═══ Selected passage ═══

Nyonura

Setting up elastic search in Rails using Docker

Setting up elastic search in Rails using Docker

I recently worked at moving our application search solution from using sphinx to elastic search. Our Sphinx setup was not optimal (and maybe we did not set it up correctly). In production with sphinx, we had to maintain a separate dummy app on our sphinx server just to run maintenance on our sphinx instance. We had long decided to separate our sphinx server from our application servers. I have become an avid fan of Docker and containerization especially in a micro-service architecurre like ours. Basically my opinion is ‘if you are not using Docker, you should at least look into it’. Setting up Docker in development involved the following process.

Docker Setup

Docker setup in Mac OS X

Installing Docker on Mac not scope of this article but instructions can be found here. Installation using those instructions are straight forward and worked like a charm with no hiccups. There is no point of re-writing them here.

Docker setup in Ubuntu

Likewise, in Ubuntu, Instructions to install Docker on Ubuntu were straight forward as documented in the Docker documentation

Elasticsearch setup

Mac OS X setup

Pull the latest elastic search image using:

$docker pull elasticsearch

Run the image by mounting a volume to persist the elastic search indexing data. This is so that we can discard our elastic search container at any time without neccessarily losing our search index data since the data will reside in the host machine and not the container.

═══ Source data ═══

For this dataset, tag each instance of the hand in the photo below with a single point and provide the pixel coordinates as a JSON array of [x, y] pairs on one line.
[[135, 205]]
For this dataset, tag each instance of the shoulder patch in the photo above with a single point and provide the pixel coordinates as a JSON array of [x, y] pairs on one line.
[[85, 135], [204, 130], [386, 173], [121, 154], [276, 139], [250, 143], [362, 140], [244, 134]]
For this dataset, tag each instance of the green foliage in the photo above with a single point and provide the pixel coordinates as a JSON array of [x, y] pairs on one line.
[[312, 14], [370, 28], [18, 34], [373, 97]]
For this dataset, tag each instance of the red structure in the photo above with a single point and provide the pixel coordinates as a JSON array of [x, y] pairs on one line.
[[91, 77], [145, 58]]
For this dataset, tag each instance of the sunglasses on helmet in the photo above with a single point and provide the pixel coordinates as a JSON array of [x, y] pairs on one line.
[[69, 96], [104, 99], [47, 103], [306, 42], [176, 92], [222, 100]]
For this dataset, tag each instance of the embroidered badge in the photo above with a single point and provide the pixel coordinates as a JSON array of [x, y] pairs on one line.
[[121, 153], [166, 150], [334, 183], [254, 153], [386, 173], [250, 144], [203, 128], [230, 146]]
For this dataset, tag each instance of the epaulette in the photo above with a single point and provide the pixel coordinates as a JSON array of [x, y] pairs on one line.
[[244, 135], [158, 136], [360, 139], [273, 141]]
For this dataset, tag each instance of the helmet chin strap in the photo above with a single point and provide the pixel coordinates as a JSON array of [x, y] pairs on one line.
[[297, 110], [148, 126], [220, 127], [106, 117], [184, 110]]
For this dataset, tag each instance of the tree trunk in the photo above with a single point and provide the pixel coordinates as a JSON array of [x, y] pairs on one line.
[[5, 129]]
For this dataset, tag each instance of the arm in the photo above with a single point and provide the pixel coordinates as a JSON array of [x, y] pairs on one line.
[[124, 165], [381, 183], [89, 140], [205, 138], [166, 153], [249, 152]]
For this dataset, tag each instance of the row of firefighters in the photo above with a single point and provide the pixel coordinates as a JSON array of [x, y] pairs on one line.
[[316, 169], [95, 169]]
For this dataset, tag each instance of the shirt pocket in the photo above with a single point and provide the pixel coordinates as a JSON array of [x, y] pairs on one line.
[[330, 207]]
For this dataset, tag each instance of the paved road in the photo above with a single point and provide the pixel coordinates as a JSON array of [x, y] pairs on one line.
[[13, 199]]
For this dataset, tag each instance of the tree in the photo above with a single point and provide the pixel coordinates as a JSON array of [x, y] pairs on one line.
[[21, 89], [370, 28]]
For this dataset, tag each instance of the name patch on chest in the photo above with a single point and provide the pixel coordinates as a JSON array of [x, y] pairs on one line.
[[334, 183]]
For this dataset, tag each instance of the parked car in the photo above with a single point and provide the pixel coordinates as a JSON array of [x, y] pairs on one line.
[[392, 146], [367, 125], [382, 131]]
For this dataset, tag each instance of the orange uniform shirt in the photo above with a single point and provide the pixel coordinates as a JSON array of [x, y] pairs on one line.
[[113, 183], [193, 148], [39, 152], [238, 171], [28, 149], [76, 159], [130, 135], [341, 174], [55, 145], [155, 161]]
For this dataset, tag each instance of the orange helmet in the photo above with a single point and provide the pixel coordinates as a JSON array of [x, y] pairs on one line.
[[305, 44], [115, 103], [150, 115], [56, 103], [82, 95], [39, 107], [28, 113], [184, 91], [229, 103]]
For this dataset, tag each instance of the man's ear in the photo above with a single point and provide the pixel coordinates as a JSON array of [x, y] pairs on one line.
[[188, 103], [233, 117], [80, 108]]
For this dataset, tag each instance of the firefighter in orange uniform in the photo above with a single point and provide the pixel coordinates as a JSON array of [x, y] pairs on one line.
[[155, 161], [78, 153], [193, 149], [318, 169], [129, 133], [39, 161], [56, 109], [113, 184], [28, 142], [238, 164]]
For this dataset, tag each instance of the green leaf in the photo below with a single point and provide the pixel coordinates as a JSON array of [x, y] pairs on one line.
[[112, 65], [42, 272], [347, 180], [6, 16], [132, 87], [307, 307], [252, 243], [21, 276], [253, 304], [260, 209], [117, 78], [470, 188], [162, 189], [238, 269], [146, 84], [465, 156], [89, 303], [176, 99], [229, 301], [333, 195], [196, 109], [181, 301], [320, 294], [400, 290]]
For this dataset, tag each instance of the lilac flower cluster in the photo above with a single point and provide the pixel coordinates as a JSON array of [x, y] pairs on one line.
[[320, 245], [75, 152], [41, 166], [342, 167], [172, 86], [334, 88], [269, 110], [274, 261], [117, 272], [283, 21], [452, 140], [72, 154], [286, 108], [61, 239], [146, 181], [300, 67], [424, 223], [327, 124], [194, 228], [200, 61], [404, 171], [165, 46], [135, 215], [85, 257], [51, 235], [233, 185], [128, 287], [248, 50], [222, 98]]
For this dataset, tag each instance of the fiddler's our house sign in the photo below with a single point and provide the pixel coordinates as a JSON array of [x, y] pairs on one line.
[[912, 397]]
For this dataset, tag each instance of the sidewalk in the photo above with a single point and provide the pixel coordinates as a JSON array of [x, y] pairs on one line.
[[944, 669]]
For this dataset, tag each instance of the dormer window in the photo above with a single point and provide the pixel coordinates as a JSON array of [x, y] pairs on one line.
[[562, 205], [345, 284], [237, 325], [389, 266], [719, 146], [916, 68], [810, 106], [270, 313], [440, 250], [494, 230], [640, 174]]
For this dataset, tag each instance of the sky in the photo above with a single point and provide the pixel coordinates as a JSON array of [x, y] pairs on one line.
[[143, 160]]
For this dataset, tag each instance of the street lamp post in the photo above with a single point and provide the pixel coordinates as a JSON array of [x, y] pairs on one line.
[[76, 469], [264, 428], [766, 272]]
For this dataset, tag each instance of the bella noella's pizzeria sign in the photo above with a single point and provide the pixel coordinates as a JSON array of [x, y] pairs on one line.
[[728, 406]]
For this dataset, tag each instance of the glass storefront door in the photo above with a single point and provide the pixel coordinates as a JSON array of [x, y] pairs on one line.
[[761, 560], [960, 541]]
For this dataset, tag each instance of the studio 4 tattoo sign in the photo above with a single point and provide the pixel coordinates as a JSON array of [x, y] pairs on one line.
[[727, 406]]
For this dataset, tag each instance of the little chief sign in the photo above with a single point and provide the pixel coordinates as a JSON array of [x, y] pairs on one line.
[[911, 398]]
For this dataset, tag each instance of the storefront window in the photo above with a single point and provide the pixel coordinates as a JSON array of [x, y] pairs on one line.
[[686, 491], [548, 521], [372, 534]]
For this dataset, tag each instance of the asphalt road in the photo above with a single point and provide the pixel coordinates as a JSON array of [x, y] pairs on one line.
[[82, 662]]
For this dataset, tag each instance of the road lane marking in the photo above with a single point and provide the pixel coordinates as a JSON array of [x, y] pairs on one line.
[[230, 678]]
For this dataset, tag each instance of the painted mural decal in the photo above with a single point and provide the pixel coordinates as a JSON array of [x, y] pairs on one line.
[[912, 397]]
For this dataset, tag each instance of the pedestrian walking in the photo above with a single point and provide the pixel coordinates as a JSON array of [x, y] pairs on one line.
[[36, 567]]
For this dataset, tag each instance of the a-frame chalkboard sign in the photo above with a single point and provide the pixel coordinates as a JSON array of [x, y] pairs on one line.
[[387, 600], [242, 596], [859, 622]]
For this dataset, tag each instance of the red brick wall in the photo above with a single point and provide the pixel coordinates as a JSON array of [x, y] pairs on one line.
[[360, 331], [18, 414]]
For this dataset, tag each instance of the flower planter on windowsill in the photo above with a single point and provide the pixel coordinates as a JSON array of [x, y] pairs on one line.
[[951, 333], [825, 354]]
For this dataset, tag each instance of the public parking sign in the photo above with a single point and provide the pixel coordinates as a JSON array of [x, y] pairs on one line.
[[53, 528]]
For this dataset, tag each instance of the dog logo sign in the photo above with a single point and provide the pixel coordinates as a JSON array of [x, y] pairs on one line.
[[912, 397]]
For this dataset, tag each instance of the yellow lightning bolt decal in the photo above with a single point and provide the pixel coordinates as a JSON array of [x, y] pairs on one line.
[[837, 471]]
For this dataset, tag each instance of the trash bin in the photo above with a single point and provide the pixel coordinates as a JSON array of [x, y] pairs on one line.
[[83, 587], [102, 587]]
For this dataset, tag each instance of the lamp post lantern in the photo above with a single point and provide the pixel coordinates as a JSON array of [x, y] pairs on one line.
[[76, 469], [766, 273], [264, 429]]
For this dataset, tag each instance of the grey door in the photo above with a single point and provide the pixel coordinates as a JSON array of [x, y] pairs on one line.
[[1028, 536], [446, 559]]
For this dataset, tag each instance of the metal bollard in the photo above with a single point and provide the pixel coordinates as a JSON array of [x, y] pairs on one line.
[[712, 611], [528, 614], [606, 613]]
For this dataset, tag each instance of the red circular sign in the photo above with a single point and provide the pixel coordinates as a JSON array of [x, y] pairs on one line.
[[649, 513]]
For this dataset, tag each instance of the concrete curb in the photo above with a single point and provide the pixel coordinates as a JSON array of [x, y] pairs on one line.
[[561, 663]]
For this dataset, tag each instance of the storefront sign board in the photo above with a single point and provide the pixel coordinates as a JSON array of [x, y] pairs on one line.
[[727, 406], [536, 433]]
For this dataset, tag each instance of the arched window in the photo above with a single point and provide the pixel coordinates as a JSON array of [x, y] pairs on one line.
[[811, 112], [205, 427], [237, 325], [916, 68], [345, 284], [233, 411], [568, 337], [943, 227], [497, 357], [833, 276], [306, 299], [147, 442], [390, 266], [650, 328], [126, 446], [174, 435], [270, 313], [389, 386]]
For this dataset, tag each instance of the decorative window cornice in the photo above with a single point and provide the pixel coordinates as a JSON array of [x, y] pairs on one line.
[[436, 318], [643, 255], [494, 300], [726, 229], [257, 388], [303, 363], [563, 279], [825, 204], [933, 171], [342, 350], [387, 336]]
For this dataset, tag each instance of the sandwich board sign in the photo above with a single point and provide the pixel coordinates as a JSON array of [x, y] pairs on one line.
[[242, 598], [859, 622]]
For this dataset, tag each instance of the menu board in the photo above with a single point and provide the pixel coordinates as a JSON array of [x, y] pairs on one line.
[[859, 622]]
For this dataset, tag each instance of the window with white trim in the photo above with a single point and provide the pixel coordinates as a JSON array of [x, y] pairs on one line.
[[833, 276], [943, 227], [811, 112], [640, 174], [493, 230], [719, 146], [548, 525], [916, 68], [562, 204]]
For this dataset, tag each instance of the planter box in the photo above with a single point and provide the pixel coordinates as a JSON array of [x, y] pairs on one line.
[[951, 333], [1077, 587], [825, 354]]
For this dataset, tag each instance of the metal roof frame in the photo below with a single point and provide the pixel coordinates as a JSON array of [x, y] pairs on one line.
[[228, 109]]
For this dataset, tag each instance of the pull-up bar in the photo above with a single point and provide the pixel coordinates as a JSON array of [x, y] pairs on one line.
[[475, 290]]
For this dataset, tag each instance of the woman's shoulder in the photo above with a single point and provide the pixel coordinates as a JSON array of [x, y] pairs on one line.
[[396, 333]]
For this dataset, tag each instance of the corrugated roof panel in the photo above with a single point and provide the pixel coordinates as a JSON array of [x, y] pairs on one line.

═══

Problems and tasks:
1. Transcribe the entries, starting with their first line and going on through the line containing "92], [222, 100]]", with both of those lines included.
2. Pick up the article on setting up Elasticsearch in Rails with Docker after its final sentence and carry it forward.
The article on setting up Elasticsearch in Rails with Docker and the entries come from unrelated sources.

Expected answers:
1.
For this dataset, tag each instance of the hand in the photo below with a single point and provide the pixel coordinates as a JSON array of [x, y] pairs on one line.
[[135, 205]]
For this dataset, tag each instance of the shoulder patch in the photo above with a single point and provide the pixel coordinates as a JSON array of [x, y] pairs on one line.
[[85, 135], [204, 130], [386, 173], [121, 154], [276, 139], [250, 143], [362, 140], [244, 134]]
For this dataset, tag each instance of the green foliage in the photo above with a single point and provide the pixel coordinates as a JSON array of [x, y] pairs on one line.
[[312, 14], [370, 28], [18, 34], [373, 97]]
For this dataset, tag each instance of the red structure in the photo above with a single point and provide the pixel coordinates as a JSON array of [x, y] pairs on one line.
[[91, 77], [145, 58]]
For this dataset, tag each instance of the sunglasses on helmet in the photo above with a single point and provide the pixel coordinates as a JSON array of [x, y] pairs on one line.
[[69, 96], [104, 99], [47, 103], [306, 42], [176, 92], [222, 100]]

2.
$ docker run -d -p 9200:9200 -v "$PWD/esdata":/usr/share/elasticsearch/data elasticsearch

This should work fine. However, I ran into a documented problem regarding mounting docker volumes in Mac OS X. It turns out that there is a permissions problem with Mac OS X and mounting docker volumes when using docker machine on Mac. The error you may get will be similar to the one below:

[2016-03-23 14:26:06,882][WARN ][bootstrap] unable to install syscall filter: seccomp unavailable: your kernel is buggy and you should upgrade
Exception in thread "main" java.lang.IllegalStateException: Unable to access 'path.data' (/usr/share/elasticsearch/data/elasticsearch)
Likely root cause: java.nio.file.AccessDeniedException: /usr/share/elasticsearch/data/elasticsearch
    at sun.nio.fs.UnixException.translateToIOException(UnixException.java:84)
    at sun.nio.fs.UnixException.rethrowAsIOException(UnixException.java:102)
    at sun.nio.fs.UnixException.rethrowAsIOException(UnixException.java:107)
    at sun.nio.fs.UnixFileSystemProvider.createDirectory(UnixFileSystemProvider.java:384)
    at java.nio.file.Files.createDirectory(Files.java:674)
    at java.nio.file.Files.createAndCheckIsDirectory(Files.java:781)
    at java.nio.file.Files.createDirectories(Files.java:767)
    at org.elasticsearch.bootstrap.Security.ensureDirectoryExists(Security.java:337)
    at org.elasticsearch.bootstrap.Security.addPath(Security.java:314)
    at org.elasticsearch.bootstrap.Security.addFilePermissions(Security.java:259)
    at org.elasticsearch.bootstrap.Security.createPermissions(Security.java:212)
    at org.elasticsearch.bootstrap.Security.configure(Security.java:118)
    at org.elasticsearch.bootstrap.Bootstrap.setupSecurity(Bootstrap.java:196)
    at org.elasticsearch.bootstrap.Bootstrap.setup(Bootstrap.java:167)
    at org.elasticsearch.bootstrap.Bootstrap.init(Bootstrap.java:285)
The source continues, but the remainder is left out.